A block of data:
######

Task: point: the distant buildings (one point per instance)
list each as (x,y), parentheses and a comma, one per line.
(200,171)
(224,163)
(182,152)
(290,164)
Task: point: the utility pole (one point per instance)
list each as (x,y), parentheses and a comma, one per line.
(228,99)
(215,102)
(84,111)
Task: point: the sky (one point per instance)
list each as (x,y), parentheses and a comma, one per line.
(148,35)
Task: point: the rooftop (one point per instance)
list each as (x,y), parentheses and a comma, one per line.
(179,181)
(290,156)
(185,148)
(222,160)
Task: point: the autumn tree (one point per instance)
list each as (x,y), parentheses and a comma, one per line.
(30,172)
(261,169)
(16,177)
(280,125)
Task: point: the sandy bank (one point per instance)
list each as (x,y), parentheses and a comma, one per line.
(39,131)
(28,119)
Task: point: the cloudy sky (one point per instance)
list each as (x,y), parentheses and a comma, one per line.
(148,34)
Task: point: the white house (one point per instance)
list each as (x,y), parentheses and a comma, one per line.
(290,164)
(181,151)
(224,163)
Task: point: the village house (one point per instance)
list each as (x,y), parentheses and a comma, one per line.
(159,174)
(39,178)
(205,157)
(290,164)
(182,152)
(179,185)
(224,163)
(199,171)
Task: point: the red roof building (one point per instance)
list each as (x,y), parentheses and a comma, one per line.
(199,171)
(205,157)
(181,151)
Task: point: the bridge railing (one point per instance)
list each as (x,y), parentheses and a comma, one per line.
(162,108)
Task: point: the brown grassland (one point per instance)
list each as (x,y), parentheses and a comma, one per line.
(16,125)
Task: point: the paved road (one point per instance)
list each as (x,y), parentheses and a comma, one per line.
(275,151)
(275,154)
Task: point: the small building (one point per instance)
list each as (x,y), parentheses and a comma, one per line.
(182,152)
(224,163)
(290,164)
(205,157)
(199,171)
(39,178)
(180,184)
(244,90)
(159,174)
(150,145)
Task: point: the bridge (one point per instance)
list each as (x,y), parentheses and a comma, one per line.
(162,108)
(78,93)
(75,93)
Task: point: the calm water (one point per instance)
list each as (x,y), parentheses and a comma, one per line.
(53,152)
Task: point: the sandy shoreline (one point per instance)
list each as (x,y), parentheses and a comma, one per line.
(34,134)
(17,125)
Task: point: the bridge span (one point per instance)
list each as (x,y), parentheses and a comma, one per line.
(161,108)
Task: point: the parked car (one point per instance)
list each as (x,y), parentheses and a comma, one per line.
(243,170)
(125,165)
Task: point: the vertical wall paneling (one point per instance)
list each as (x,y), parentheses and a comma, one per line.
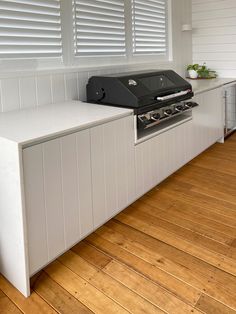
(71,86)
(10,94)
(44,92)
(84,182)
(214,35)
(58,87)
(27,92)
(53,197)
(35,207)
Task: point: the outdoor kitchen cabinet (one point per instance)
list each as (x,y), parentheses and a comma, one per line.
(208,120)
(163,154)
(57,189)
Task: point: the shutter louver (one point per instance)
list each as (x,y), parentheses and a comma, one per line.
(30,29)
(99,28)
(149,27)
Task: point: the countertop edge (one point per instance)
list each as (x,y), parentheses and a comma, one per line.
(46,138)
(223,83)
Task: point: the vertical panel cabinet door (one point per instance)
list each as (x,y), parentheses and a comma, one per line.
(208,125)
(160,156)
(113,168)
(57,179)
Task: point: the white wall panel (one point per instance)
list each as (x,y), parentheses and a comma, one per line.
(214,35)
(44,90)
(60,85)
(10,94)
(27,92)
(58,88)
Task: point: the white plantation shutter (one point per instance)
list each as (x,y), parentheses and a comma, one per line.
(30,28)
(149,26)
(99,27)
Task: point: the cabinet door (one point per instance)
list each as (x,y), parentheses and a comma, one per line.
(160,156)
(57,180)
(113,168)
(208,125)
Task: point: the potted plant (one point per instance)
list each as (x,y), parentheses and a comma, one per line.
(193,70)
(205,72)
(200,71)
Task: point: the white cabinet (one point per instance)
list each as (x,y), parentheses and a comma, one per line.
(113,168)
(161,155)
(75,183)
(57,179)
(208,120)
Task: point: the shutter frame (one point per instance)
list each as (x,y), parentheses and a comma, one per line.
(99,28)
(150,27)
(30,29)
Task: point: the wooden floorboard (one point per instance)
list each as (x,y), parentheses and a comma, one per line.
(172,251)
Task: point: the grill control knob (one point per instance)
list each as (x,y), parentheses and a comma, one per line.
(167,112)
(179,108)
(188,105)
(156,116)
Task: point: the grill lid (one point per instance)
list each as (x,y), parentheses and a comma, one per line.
(139,90)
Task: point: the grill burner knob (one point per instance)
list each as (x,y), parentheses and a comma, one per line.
(156,116)
(188,105)
(179,108)
(167,112)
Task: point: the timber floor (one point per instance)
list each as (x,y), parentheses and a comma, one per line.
(172,251)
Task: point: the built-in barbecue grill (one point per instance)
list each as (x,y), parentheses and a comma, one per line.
(155,96)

######

WRITTEN PROBLEM: Take every line from the one containing "Task: point: the wooden" to the end of the listing and output it exactly, with nothing else.

FULL SOLUTION:
Task: point: the wooden floorboard (one point per instance)
list each as (x,y), parentheses and a comma, one per line.
(172,251)
Task: point: the grill control knob (one point per instance)
list each as (x,y), parentheses and a comma, one per line.
(167,112)
(179,108)
(188,105)
(156,116)
Task: point: the grill lid (one point per instance)
list each as (x,y), parentheses and a comma, one per line.
(139,90)
Task: point: the grill burner knob (one point per instance)
list each as (x,y), parentheses and a comma, one per line.
(156,116)
(188,105)
(179,108)
(167,112)
Task: point: the timber floor (one point per instance)
list each as (x,y), parentheses and a comma, one per line.
(172,251)
Task: point: the built-in barbecue grill (one point per instance)
list each as (x,y), parentheses and a comma, one per line.
(155,96)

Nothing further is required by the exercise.